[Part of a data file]
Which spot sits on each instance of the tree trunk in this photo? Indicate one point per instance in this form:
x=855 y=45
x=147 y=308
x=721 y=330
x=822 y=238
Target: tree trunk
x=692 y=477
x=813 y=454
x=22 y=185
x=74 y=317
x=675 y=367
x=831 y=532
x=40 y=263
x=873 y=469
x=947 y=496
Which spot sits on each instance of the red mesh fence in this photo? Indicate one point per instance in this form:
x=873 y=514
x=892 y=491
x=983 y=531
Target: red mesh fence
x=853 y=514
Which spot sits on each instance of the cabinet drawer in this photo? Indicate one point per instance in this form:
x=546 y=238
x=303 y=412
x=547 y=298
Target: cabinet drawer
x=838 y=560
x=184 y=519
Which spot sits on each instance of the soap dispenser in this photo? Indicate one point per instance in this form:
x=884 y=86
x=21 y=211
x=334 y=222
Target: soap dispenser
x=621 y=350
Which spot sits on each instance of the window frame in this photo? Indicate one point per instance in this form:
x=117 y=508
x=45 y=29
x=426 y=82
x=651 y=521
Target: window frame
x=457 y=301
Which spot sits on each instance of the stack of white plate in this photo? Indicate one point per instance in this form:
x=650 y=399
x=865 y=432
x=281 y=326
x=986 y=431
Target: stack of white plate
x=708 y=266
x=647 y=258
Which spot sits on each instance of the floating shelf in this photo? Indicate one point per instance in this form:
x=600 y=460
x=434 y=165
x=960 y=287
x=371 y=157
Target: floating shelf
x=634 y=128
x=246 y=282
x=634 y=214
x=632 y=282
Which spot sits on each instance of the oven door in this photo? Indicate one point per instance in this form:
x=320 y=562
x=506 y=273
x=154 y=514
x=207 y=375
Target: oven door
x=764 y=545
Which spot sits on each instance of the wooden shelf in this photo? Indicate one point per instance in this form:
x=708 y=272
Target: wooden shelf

Aim
Lay out the lines above as a numbered list, skipping blank lines, starting with the line that contains "Which spot sits on each instance of the cabinet" and going on through the line that contains "x=621 y=350".

Complete output
1. Which spot sits on each instance of the cabinet drawer in this photo? Indicate one point per instance in this form:
2. x=546 y=238
3. x=303 y=412
4. x=547 y=298
5. Target: cabinet drawer
6. x=838 y=560
7. x=184 y=519
8. Which spot sits on each instance of the soap dispenser in this photo? Indicate one point per instance in this form:
9. x=884 y=86
10. x=21 y=211
11. x=334 y=222
12. Target: soap dispenser
13. x=621 y=350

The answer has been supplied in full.